[Stated task a] In the listing below, reproduce the part that opens with the line containing "Q: For every instance of the blue podium" and runs through the end of the listing, requests included. Multiply every coordinate in the answers by 1.5 and round to whole numbers, with halves rounded up, leaving the requests and their format samples unchanged.

[Document]
**********

These are only the public aspects of the “treaty”, but it clearly shows that it is not a proposal for building regional peace based on mutual compromises, but mostly a plan to bring about the end of the Armenian state. It is a non-starter for Armenia. Recently, Minister of Foreign Affairs Ararat Mirzoyan stated, “There are currently no negotiations on a peace treaty between Armenia and Azerbaijan. If they start at some point in the future, they should include the issue of the status of Nagorno-Karabakh based on the principles stipulated by the OSCE Minsk Group Co-Chairs.” At the same time, Armenia refused to discuss the possibility of providing a “corridor” to Azerbaijan and Turkey.

Thus, while Azerbaijan and Turkey have not minced words about what the cost of “peace” would be, the Armenian side still highlights the importance of opening regional communications. A precise interpretation and understanding of peace based on state interests and security needs must be provided to avoid any misunderstanding and to mark the red lines in the possible process of achieving regional peace.

Statements made by high-level Azerbaijani and Turkish officials can hardly be interpreted as positive signals. Moreover, they mostly contain threats and are accompanied by joint actions, common policy and, of course, military exercises. Since the November 9, 2020 ceasefire agreement, Azerbaijan and Turkey have carried out about 50 joint military exercises, trainings and consultations, most of them near the border with Armenia, for instance in Kars and Nakhichevan. In September 2021 alone, seven joint military exercises took place, one of them in Berdzor (Lachin), close to the Russian peacekeepers. “During the exercises, special attention was paid to improving the skills of using modern military equipment and other military means in difficult terrain,” the official press release reads. Considering the fact that the Berdzor corridor is essential for Artsakh as the only remaining connection with Armenia, these kinds of drills openly show the intention to cut the connection if and when the regional situation affords. Accordingly, while speaking about peace, our adversarial neighbors are preparing for all possible scenarios to use force for the implementation of their objectives. For comparison, it is worth mentioning that, before the 2020 Artsakh War, large-scale joint military exercises took place in July and August near the border of Armenia.

Apart from joint military exercises, Azerbaijan and Turkey have further enhanced their military cooperation in the post-war period, including new defense cooperation projects on unmanned aerial vehicles (UAVs). They are evaluating joint production of the armed drones in Azerbaijan, according to Turkey’s Defense Industries Chief Ismail Demir. This topic was tackled back in June 2021, when Erdogan and Aliyev visited occupied Shushi. As a result of the joint visit, the Shushi Declaration was signed based on the slogan “one nation, two states”. The declaration openly assumed that “the parties will encourage the exchange of personnel aimed at strengthening the defense capability and military security, conducting joint exercises and trainings, increasing the interaction capabilities of the armed forces of the two countries, cooperating closely in the management of weapons and ammunition on the basis of modern technologies, and ensuring coordinated activities of authorized agencies and institutions for this purpose. Azerbaijan and Turkey will support the implementation of military exercises together with the armies of other friendly states.” A Jamestown Foundation article noted recently that, through systematic joint drills and intensive interactions, the “two states, one nation” mantra has become “two states, one military”.

**********

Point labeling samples
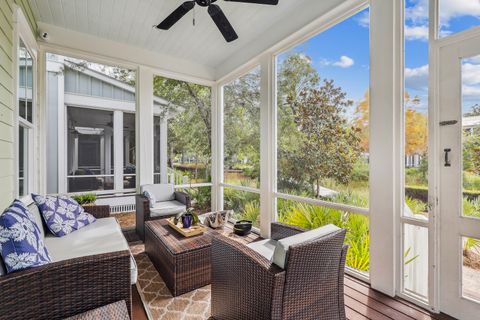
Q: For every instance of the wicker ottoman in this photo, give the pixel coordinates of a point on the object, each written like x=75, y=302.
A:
x=183, y=263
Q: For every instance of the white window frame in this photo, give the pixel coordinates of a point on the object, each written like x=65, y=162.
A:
x=221, y=110
x=23, y=34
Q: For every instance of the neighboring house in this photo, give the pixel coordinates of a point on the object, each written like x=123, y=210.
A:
x=468, y=124
x=91, y=130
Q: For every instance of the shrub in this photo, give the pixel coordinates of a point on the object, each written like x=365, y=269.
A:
x=357, y=226
x=86, y=198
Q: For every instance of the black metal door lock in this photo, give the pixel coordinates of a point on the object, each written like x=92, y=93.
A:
x=447, y=160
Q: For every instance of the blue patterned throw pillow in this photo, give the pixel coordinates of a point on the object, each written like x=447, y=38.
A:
x=62, y=214
x=21, y=243
x=151, y=198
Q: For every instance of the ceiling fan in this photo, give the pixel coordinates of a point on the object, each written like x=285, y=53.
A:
x=214, y=11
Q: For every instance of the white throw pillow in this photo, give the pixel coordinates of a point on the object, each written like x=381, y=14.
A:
x=282, y=246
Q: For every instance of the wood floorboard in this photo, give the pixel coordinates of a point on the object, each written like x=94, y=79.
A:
x=361, y=302
x=377, y=305
x=354, y=315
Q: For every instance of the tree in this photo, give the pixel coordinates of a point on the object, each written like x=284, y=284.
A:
x=242, y=123
x=330, y=146
x=362, y=121
x=189, y=120
x=471, y=151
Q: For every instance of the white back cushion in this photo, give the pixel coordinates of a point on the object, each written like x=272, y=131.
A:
x=282, y=246
x=161, y=192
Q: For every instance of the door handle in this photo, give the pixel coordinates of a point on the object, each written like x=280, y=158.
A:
x=447, y=160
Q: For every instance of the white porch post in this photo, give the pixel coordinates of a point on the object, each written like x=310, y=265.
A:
x=62, y=134
x=75, y=154
x=217, y=147
x=102, y=154
x=385, y=141
x=144, y=126
x=108, y=152
x=267, y=143
x=118, y=149
x=126, y=143
x=163, y=150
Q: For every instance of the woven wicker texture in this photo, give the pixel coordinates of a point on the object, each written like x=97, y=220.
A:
x=245, y=285
x=66, y=288
x=98, y=212
x=143, y=210
x=113, y=311
x=183, y=263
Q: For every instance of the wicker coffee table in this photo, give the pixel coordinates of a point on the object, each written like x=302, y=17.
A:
x=183, y=263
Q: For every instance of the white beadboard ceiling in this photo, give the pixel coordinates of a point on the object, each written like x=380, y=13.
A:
x=130, y=22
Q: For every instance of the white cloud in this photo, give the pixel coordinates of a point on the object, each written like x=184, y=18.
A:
x=471, y=78
x=343, y=62
x=416, y=78
x=416, y=33
x=364, y=20
x=304, y=57
x=417, y=14
x=454, y=8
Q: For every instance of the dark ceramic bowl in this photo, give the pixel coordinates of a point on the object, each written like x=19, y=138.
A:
x=242, y=227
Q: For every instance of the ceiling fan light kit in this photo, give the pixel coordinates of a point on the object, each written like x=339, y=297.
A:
x=215, y=13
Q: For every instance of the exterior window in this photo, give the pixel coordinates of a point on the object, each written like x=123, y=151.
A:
x=90, y=150
x=323, y=134
x=456, y=16
x=242, y=130
x=241, y=107
x=129, y=151
x=99, y=110
x=26, y=69
x=182, y=138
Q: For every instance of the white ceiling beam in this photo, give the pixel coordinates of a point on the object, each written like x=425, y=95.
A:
x=83, y=45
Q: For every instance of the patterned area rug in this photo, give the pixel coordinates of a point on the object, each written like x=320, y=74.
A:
x=157, y=299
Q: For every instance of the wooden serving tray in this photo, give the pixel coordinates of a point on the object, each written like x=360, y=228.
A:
x=190, y=232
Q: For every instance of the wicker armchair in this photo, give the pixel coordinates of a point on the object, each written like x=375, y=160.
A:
x=246, y=285
x=66, y=288
x=143, y=212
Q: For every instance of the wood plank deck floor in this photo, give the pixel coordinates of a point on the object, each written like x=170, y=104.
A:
x=361, y=301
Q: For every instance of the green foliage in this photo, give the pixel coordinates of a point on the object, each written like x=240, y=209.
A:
x=417, y=206
x=246, y=205
x=309, y=217
x=202, y=198
x=85, y=198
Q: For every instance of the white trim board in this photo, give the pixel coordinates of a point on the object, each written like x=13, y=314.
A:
x=108, y=50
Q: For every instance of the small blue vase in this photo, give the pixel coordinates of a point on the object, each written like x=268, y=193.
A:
x=187, y=220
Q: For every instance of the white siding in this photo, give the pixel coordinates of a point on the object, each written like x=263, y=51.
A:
x=7, y=103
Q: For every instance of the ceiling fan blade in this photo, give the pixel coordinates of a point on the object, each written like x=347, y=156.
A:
x=222, y=23
x=270, y=2
x=176, y=15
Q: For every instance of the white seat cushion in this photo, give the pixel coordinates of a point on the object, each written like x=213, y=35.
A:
x=281, y=248
x=264, y=247
x=102, y=236
x=161, y=192
x=166, y=208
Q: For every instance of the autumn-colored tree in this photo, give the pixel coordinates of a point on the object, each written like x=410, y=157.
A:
x=362, y=120
x=416, y=127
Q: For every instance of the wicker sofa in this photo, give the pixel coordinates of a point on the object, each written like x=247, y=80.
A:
x=91, y=267
x=168, y=203
x=246, y=284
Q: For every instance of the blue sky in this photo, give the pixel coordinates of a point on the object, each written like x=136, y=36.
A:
x=342, y=52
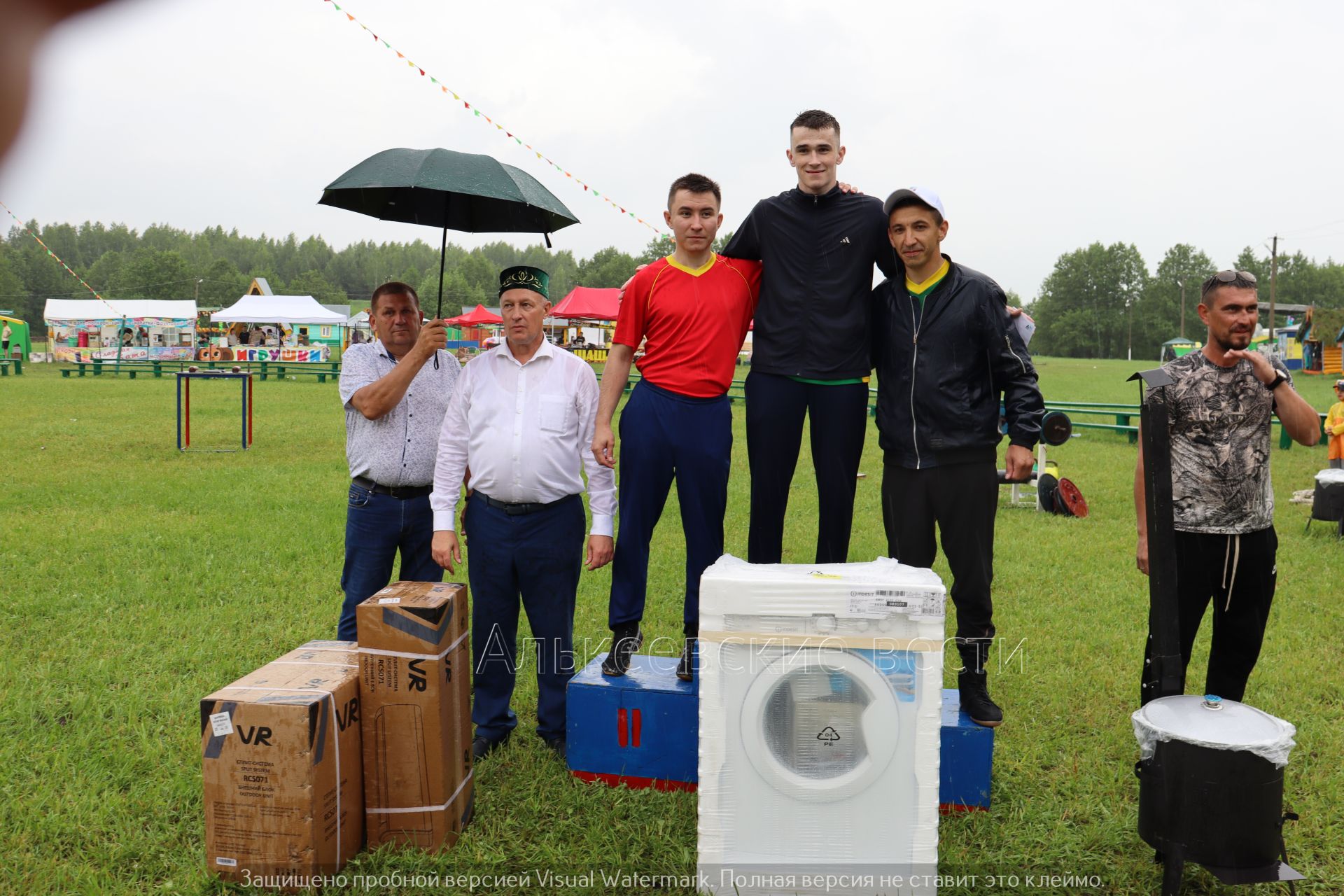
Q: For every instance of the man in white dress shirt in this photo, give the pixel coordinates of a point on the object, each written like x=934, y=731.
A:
x=522, y=421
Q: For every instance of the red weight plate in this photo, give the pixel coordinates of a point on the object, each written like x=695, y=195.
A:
x=1073, y=498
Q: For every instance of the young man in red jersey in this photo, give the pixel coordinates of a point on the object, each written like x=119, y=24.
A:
x=691, y=309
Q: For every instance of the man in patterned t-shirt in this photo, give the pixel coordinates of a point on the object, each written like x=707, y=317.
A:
x=1219, y=421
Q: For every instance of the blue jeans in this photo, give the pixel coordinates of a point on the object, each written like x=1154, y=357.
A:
x=536, y=556
x=377, y=527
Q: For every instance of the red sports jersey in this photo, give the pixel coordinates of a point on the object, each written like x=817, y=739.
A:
x=692, y=321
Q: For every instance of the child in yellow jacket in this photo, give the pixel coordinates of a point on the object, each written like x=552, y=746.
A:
x=1335, y=428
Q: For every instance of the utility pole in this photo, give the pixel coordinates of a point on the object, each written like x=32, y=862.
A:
x=1180, y=282
x=1273, y=281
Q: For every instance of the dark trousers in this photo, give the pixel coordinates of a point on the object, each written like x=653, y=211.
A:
x=666, y=435
x=1208, y=567
x=377, y=527
x=962, y=498
x=839, y=418
x=538, y=556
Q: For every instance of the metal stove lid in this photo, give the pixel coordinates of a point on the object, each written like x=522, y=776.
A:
x=1210, y=722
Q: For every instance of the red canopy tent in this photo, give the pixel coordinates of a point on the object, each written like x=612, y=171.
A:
x=589, y=304
x=476, y=317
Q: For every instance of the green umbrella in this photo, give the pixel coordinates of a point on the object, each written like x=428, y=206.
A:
x=448, y=190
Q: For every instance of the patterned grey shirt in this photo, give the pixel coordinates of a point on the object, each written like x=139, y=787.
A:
x=398, y=448
x=1219, y=425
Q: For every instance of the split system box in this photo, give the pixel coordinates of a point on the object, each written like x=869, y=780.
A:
x=416, y=668
x=283, y=766
x=331, y=741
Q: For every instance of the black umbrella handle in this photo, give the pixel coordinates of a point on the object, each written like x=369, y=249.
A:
x=442, y=251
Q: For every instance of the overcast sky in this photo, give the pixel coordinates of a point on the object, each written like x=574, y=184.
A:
x=1044, y=127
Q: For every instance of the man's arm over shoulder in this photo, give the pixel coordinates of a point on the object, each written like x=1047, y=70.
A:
x=883, y=254
x=746, y=239
x=1012, y=370
x=632, y=318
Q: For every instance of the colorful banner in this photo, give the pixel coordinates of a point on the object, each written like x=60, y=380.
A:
x=477, y=113
x=131, y=323
x=272, y=354
x=73, y=355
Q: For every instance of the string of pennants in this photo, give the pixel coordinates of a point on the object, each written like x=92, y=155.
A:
x=51, y=254
x=467, y=106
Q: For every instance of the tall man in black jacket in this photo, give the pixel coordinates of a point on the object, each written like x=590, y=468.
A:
x=945, y=354
x=811, y=343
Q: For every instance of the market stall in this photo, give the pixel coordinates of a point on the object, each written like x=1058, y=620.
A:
x=273, y=328
x=598, y=308
x=127, y=330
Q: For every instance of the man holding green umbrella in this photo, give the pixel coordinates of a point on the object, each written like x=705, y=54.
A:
x=394, y=402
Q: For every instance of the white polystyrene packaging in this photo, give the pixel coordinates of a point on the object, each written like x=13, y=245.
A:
x=820, y=711
x=1231, y=726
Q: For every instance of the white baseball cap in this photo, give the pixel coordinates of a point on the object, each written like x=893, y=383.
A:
x=920, y=194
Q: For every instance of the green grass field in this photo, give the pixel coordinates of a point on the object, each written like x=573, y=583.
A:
x=137, y=580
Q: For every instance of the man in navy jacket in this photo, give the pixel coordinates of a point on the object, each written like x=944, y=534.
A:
x=946, y=355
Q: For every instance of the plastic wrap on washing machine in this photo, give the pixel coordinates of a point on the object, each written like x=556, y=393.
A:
x=819, y=729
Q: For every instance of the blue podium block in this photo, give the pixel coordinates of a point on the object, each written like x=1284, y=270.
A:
x=638, y=729
x=967, y=761
x=641, y=729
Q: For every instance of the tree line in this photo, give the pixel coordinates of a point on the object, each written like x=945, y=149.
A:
x=1100, y=301
x=217, y=266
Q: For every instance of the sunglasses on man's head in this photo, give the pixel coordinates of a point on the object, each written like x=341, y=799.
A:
x=1225, y=277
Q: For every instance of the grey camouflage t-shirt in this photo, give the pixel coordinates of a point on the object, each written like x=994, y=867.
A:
x=1221, y=438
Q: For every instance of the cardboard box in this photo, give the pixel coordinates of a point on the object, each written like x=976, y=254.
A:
x=416, y=669
x=281, y=766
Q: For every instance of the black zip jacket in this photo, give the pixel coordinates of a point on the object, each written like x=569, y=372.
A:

**********

[Stated task b] Duplicate word for word the part of the text above on Armenia, Azerbaijan and Turkey that opens with the words containing "These are only" and closes with "Azerbaijan and Turkey.".

[Task result a]
Q: For every instance of the blue podium block in this photo, give the pixel coordinates of a point on the object, each written like x=1284, y=270.
A:
x=957, y=1094
x=1451, y=1142
x=962, y=1094
Q: For every instance of the tree line in this photo, give the pixel coordinates of a point on the object, each written like x=945, y=149.
A:
x=1650, y=452
x=326, y=399
Q: For every instance of the sunglasses on man's head in this photo, give the pixel coordinates of a point on the object, each written like x=341, y=799.
A:
x=1838, y=416
Q: For every instance of the grey camouflage t-shirt in this photo, give the pixel coordinates of a point on the object, each written like x=994, y=867.
A:
x=1832, y=657
Q: For every instance of the cardboard box in this photo, give the pixel coordinates of a point on the object, each written like x=976, y=254.
A:
x=624, y=1004
x=422, y=1149
Q: For every instance of the black zip jacket in this photo, give the pixel coordinates of a point on the object, each written like x=569, y=372.
A:

[Task result b]
These are only the public aspects of the “treaty”, but it clearly shows that it is not a proposal for building regional peace based on mutual compromises, but mostly a plan to bring about the end of the Armenian state. It is a non-starter for Armenia. Recently, Minister of Foreign Affairs Ararat Mirzoyan stated, “There are currently no negotiations on a peace treaty between Armenia and Azerbaijan. If they start at some point in the future, they should include the issue of the status of Nagorno-Karabakh based on the principles stipulated by the OSCE Minsk Group Co-Chairs.” At the same time, Armenia refused to discuss the possibility of providing a “corridor” to Azerbaijan and Turkey.